Given exercise: Pick out every line in the entries below that contains the string "onion", and copy each such line in full. Matching is case-sensitive.

Supplied material:
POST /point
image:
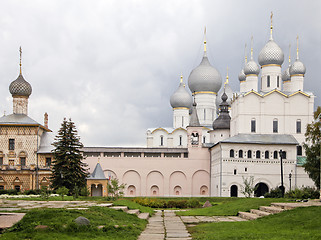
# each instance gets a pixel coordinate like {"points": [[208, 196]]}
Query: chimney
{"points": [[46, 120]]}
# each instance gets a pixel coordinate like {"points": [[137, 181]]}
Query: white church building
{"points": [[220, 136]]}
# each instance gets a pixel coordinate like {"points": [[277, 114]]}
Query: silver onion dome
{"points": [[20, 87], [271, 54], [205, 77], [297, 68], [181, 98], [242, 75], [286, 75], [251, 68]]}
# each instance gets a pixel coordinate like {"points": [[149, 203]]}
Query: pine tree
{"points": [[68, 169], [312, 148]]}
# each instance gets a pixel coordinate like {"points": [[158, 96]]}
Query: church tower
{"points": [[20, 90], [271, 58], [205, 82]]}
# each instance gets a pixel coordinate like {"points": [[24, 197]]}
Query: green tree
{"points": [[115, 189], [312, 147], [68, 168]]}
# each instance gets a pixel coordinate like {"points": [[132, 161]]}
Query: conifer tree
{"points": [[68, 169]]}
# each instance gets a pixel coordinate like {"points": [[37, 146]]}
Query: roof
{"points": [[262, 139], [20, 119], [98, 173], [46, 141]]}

* * *

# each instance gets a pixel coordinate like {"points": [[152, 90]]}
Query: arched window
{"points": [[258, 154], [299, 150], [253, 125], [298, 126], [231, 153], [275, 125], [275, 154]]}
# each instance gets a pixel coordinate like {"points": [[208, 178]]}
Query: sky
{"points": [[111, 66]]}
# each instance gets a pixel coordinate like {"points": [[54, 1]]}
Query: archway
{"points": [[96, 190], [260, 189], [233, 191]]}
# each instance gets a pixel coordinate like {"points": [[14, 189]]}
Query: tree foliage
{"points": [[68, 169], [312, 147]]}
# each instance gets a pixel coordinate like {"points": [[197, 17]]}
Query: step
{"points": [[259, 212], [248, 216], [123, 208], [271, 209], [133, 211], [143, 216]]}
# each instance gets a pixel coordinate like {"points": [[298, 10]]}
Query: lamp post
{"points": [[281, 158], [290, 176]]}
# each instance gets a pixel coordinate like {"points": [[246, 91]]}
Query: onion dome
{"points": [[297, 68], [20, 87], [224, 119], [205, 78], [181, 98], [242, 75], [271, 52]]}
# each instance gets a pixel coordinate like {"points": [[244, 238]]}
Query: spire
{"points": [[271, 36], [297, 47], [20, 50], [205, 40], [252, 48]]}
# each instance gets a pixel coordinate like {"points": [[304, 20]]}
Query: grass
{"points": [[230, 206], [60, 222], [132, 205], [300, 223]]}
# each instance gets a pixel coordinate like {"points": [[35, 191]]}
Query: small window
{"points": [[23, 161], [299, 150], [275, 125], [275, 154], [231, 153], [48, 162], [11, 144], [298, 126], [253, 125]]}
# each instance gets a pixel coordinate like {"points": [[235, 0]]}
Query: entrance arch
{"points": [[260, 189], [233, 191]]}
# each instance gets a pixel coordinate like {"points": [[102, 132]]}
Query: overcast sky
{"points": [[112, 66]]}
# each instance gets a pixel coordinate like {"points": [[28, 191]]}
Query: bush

Task response:
Query: silver onion dome
Query: onion dome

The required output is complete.